TEXTO FORNECIDO:
◇ ◇ ◇ ◇ ◇ ◇ ◇

Em 2014, a JAMA, uma renomada revista internacional da área da medicina, publicou um artigo sobre o risco familiar do autismo. Nessa pesquisa, pretendia-se analisar o quanto a genética interferia nas causas do transtorno. Para o estudo, também foram realizadas comparações entre irmãos gêmeos.
O resultado apontou que a probabilidade de um diagnóstico de TEA aos 20 anos de idade é de 59,2% para gêmeos monozigóticos, 12,9% para gêmeos dizigóticos.
Ou seja, a cada 100 pares de irmãos gêmeos monozigóticos, em cerca de 60 os dois irmãos terão autismo e, a cada 100 de gêmeos dizigóticos, em cerca de 13 os dois terão autismo.
Um estudo publicado na Revista de Psiquiatria do Rio Grande do Sul em 2011 mostrou um resultado de 10% de diagnóstico de autismo entre irmãos que não são gêmeos. Esse número também se assemelhou com o da revista JAMA de 2014, que foi por volta de 12%. Lembrando que a ideia de genética para gêmeos dizigóticos e para irmãos que não são gêmeos segue a mesma lógica.

◇ ◇ ◇ ◇ ◇ ◇ ◇

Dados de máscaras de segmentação
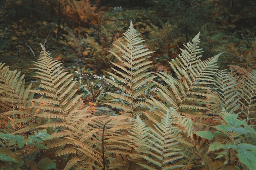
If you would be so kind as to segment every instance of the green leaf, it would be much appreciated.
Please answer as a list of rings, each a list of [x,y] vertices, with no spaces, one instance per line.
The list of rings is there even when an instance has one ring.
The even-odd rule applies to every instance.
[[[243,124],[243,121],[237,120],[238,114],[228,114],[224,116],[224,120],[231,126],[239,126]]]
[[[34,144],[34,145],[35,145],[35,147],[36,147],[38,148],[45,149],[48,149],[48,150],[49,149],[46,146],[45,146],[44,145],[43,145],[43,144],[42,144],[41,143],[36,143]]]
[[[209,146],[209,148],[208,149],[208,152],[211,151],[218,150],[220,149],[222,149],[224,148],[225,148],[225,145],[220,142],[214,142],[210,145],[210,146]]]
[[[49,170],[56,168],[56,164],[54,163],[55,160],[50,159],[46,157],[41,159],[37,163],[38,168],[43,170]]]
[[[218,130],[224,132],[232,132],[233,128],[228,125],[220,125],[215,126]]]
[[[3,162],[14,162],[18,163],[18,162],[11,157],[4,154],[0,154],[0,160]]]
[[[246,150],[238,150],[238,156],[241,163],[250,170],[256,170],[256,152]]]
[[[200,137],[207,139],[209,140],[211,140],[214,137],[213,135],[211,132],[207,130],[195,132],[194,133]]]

◇ ◇ ◇ ◇ ◇ ◇ ◇

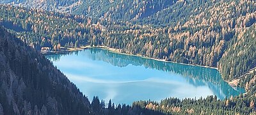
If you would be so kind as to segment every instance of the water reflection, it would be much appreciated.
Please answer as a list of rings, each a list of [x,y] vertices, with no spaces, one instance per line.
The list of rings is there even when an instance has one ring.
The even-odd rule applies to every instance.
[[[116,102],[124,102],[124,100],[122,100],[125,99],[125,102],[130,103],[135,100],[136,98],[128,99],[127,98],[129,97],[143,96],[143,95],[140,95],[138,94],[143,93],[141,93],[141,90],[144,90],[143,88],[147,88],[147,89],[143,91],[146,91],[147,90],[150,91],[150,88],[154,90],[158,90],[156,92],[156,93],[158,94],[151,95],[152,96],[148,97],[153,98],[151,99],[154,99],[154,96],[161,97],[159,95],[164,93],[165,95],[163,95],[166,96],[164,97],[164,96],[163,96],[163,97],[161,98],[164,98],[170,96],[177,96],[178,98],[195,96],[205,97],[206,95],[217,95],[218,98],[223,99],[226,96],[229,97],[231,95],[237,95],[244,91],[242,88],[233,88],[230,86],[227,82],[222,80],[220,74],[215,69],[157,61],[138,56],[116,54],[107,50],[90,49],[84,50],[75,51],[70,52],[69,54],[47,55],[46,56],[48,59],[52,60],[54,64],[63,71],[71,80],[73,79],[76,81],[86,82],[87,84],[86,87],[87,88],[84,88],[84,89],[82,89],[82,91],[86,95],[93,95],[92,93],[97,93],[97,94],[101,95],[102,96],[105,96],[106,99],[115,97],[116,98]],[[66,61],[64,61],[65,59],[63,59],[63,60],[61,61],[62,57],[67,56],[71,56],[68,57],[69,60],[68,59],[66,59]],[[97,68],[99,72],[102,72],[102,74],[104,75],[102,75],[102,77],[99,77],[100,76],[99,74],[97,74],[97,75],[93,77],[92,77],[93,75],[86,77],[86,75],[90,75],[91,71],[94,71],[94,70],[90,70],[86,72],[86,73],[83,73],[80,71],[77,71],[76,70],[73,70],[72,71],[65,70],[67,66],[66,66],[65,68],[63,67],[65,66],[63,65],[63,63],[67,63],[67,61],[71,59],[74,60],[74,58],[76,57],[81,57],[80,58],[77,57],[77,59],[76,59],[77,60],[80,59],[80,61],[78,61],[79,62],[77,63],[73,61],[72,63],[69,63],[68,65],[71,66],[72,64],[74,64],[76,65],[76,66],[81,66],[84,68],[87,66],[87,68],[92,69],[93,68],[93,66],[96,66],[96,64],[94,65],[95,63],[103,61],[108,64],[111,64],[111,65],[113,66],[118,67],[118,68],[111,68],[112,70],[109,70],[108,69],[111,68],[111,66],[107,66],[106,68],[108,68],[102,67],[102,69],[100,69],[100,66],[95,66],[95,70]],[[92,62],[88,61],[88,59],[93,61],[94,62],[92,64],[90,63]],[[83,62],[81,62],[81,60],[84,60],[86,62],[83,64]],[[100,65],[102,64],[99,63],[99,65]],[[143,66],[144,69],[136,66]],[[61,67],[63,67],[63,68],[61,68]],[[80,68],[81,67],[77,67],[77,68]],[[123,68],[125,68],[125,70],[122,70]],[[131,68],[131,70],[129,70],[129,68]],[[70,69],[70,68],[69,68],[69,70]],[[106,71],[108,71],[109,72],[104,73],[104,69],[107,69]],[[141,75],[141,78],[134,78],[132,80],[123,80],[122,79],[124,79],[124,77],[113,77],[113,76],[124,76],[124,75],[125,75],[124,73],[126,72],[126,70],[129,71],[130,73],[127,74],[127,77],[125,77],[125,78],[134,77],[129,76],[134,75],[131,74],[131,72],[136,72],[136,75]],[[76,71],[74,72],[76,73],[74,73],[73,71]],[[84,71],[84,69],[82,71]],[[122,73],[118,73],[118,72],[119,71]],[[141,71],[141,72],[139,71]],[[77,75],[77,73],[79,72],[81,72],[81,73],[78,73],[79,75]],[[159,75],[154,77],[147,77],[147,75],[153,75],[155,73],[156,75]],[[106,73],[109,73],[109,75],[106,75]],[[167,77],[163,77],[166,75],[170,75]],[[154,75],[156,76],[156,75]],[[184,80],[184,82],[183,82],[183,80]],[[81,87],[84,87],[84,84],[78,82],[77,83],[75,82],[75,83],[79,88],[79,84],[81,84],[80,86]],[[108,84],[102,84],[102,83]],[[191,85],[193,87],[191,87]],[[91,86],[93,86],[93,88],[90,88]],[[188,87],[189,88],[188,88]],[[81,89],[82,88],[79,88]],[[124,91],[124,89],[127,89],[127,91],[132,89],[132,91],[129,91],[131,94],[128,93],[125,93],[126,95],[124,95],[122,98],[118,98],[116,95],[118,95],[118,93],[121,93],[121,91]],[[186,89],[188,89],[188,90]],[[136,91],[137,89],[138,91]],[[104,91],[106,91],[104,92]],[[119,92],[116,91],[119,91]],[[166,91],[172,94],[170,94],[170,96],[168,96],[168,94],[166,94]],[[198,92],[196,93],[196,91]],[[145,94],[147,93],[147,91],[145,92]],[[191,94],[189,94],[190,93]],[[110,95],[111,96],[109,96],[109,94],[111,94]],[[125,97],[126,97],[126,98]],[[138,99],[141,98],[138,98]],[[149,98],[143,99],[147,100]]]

◇ ◇ ◇ ◇ ◇ ◇ ◇

COMPLETE O SEGUINTE:
1. Segundo o texto sobre autismo e genética, qual é a probabilidade de diagnóstico de TEA aos 20 anos de idade para gêmeos monozigóticos?
2. Dê continuidade ao texto sobre autismo e genética a partir da última frase apresentada.

RESPOSTAS DOS EXERCÍCIOS:
1. 59,2%.

2.
Pesquisas com irmãos gêmeos demonstram que não é apenas a genética que determina o autismo
Há, portanto, casos de gêmeos idênticos em que apenas um tem TEA. Essa diferenciação se dá por conta da combinação entre genética e ambiente. Outras pesquisas tentaram detectar quais fatores ambientais influenciam a ocorrência do transtorno.
Um relato de caso, publicado na Revista Brasileira de Neurologia e Psiquiatria em 2016, mostrou dois irmãos gêmeos dizigóticos (ou seja, não idênticos) diagnosticados com TEA. No momento da concepção das crianças, os pais apresentavam idade avançada e as condições da gravidez e do parto foram de risco. Ambas as situações atingiram os dois irmãos e foram descritas como possíveis fatores geradores do transtorno.
Estudos recentes apontam fatores ambientais que podem afetar os irmãos de forma individual
Um estudo publicado em 2017 na Translational Psychiatry classificou fatores ambientais que podem ter uma grande chance de influenciar a genética e, por consequência, o diagnóstico de TEA. A pesquisa analisou gêmeos idênticos em que apenas um deles possuía o transtorno e buscou explorar quais fatores se diferenciavam na vida de cada um. O estudo indicou que pode haver influência do que se chama de eventos médicos precoces e também de fatores ambientais não compartilhados pelos irmãos.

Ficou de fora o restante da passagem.